=== DATA FOR THIS TASK ===
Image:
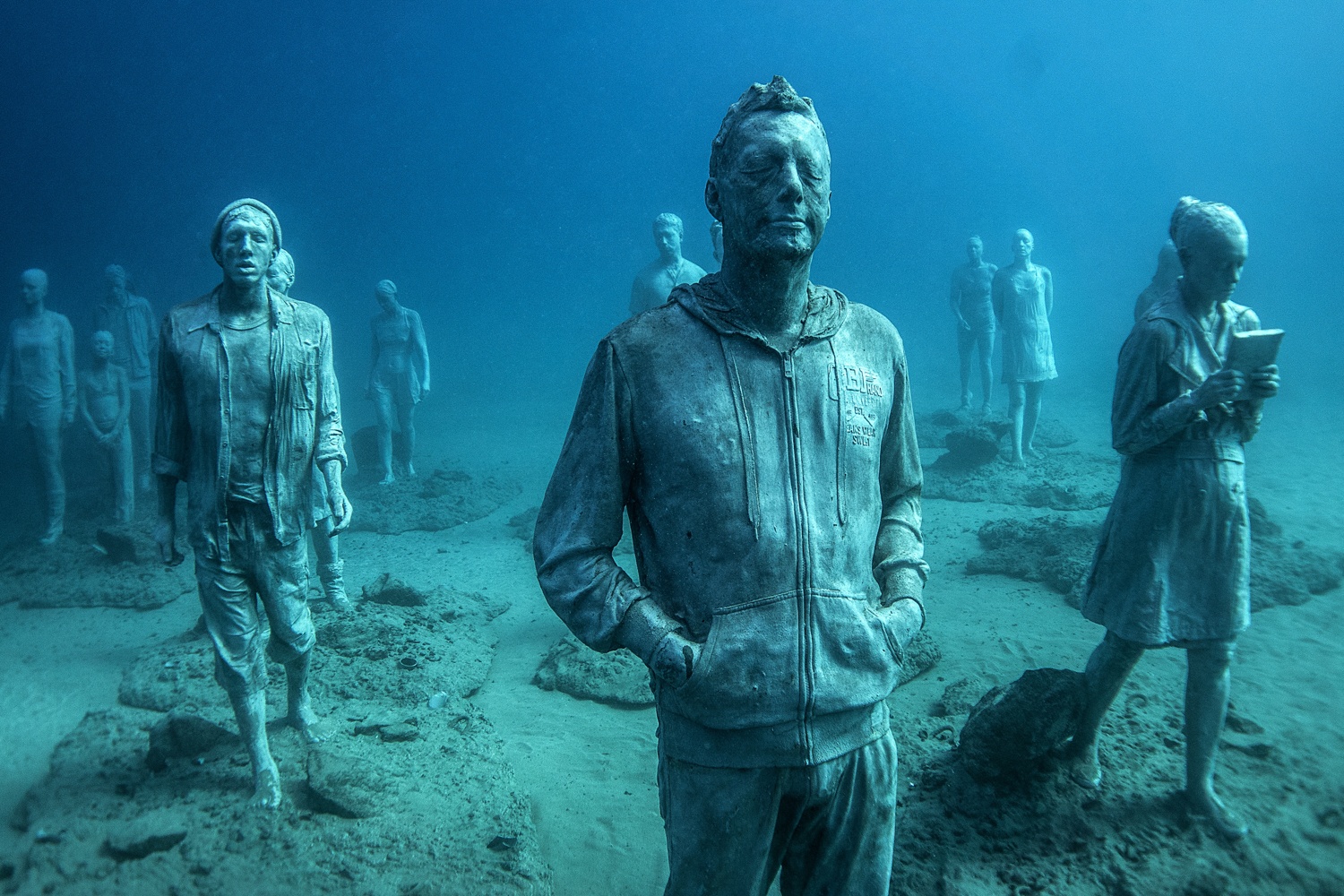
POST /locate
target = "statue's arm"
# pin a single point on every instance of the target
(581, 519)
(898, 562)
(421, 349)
===
=== DATA FOR THIS TASK ===
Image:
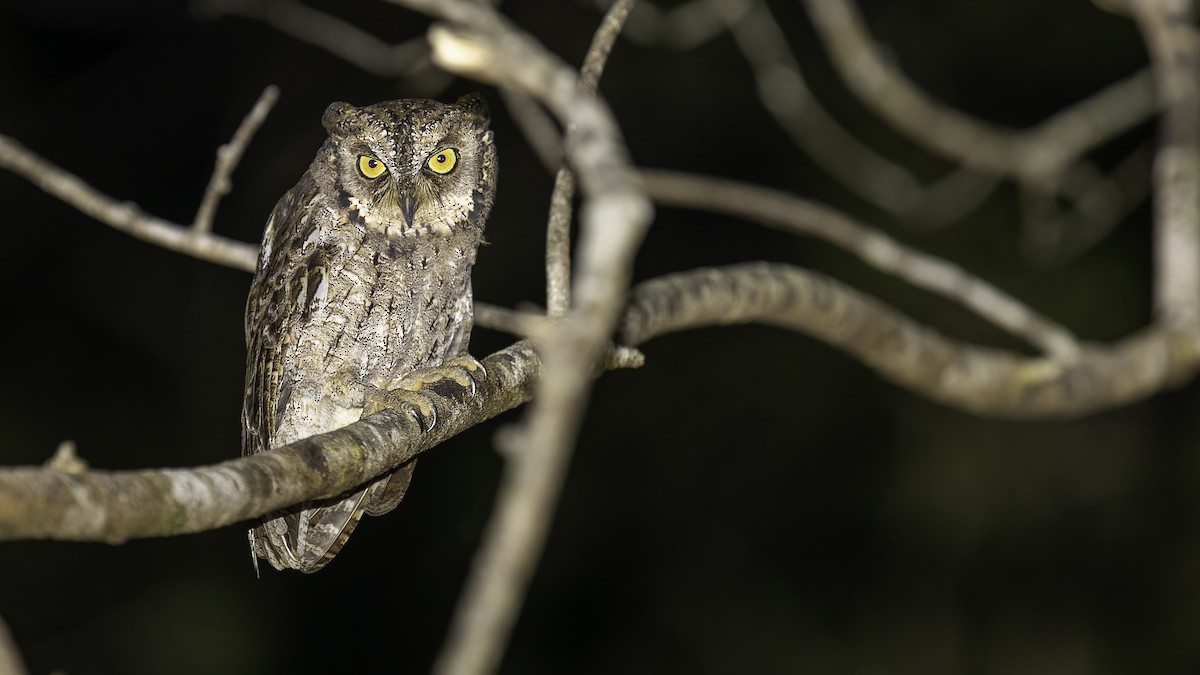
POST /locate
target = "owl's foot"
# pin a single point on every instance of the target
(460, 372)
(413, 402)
===
TASK INSTRUCTIONS:
Filter the data above and copy every line that contains the word "target", matching case.

TASK RESULT:
target = "statue's arm"
# pin a single point on every instance of the target
target = "owl's foot"
# pin a single point on every instance of the target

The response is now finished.